:: INSTRUCTIONS FOR THE TASK ::
All of the data that follows needs to be printed again, exactly as it reads.

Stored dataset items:
-=-=-=-=-

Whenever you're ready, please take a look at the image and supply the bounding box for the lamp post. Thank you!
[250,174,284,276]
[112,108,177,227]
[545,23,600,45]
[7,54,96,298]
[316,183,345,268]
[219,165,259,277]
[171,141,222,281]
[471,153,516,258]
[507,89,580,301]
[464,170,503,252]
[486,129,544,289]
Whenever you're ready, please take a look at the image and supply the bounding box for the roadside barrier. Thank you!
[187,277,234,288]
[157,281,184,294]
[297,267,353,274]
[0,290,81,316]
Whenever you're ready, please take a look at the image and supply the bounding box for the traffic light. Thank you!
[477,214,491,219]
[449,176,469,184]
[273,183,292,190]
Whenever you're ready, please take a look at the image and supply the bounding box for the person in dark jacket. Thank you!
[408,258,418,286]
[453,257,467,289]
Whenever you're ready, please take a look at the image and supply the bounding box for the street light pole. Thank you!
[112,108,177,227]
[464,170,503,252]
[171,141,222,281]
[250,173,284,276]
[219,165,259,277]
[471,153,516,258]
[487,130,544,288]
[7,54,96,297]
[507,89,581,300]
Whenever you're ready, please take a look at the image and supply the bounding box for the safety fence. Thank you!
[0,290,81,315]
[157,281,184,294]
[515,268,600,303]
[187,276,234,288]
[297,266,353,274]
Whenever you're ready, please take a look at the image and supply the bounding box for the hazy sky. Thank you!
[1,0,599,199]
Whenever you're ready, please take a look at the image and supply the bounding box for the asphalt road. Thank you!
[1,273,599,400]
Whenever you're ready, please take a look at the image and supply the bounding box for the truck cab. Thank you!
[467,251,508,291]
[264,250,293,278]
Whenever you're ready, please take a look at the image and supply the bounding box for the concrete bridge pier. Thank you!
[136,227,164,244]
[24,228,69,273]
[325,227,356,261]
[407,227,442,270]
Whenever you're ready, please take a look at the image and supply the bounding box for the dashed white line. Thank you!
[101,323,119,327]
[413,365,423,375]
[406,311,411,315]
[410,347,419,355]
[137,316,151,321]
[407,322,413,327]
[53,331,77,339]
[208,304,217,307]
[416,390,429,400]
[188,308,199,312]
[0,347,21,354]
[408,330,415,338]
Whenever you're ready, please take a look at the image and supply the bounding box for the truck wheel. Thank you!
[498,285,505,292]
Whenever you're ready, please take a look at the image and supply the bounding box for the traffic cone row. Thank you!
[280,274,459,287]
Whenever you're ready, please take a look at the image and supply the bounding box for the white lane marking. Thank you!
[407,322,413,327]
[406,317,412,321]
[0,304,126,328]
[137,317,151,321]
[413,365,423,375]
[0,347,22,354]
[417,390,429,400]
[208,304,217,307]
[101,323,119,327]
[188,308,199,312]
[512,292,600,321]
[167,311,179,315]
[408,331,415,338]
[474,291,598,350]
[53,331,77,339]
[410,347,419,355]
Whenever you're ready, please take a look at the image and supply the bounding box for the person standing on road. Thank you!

-=-=-=-=-

:: ANSWER BOX ::
Whenever you're ready, please take a look at the image and supply the bounding box for the lamp post. Thank you!
[250,174,284,276]
[112,108,177,227]
[545,23,600,45]
[7,54,96,298]
[316,183,345,268]
[219,165,259,277]
[171,141,222,281]
[471,153,516,258]
[507,89,580,301]
[464,170,503,252]
[486,129,544,289]
Whenever you're ready, please take a look at the image and supply the bounding box for the roadside barrier. Thank you!
[187,277,234,288]
[157,281,184,294]
[297,267,353,274]
[0,290,81,316]
Whenever you're ready, please take a look at the image and supply the bounding box for the traffic light. Thank you!
[477,214,491,219]
[449,176,469,184]
[273,183,292,190]
Whenever you're ready, please take a look at the image and supply the bounding box for the person in dark jacket. Thank you!
[408,258,418,286]
[453,257,467,289]
Whenever you're ready, please take a look at the image and supply the bounding box for the street light pole. Thank you!
[112,108,177,227]
[464,170,503,252]
[171,141,222,281]
[250,173,284,276]
[219,165,259,277]
[471,153,516,258]
[487,130,544,288]
[7,54,96,297]
[507,89,581,300]
Whenever you're ready, please take a look at the image and supply the bounding box for the safety fence. Thank you!
[0,290,81,315]
[157,281,184,294]
[515,268,600,303]
[187,276,234,288]
[297,266,353,274]
Whenever you're ready, please take a look at the image and supply the bounding box for the hazy sky. Thank you!
[1,0,599,199]
Whenever you're ready, please take a look at the image and supply the bounding box for the asphalt road. Thank you!
[1,273,599,400]
Whenever you're ready, please take a look at the image and supply the bounding box for the truck cab. Thank you!
[467,251,508,291]
[264,250,293,278]
Whenever you're ready, please take a look at the image and supply the bounding box for the concrete bridge pier. Thank you!
[136,227,164,244]
[24,228,69,273]
[325,227,356,261]
[407,227,442,270]
Whenever you're ready, please take a look at the image and supply the bounding box for the dashed white line. Thank you!
[101,323,119,327]
[413,365,423,375]
[406,311,411,315]
[410,347,419,355]
[137,316,151,321]
[407,322,413,327]
[53,331,77,339]
[208,304,217,307]
[416,390,429,400]
[188,308,199,312]
[0,347,21,354]
[408,330,415,338]
Whenever you're ready, please take a look at the image and supply the bounding box for the truck wheel. Thank you!
[498,285,505,292]
Whenever you're ready, please take a look at the image and supply the bounding box for the traffic cone row. Thank you!
[280,274,459,287]
Whenever you're ready, please take a look at the image and supply the bounding box for the white lane marking. Thank you!
[407,322,413,327]
[406,317,412,321]
[0,304,126,328]
[137,317,151,321]
[413,365,423,375]
[0,347,22,354]
[417,390,429,400]
[208,304,217,307]
[101,323,119,327]
[188,308,199,312]
[512,292,600,321]
[167,311,179,315]
[408,331,415,338]
[474,291,598,350]
[53,331,77,339]
[410,347,419,355]
Whenever you're ready, please take a look at the image and supply the bounding box for the person standing on road. Thank you!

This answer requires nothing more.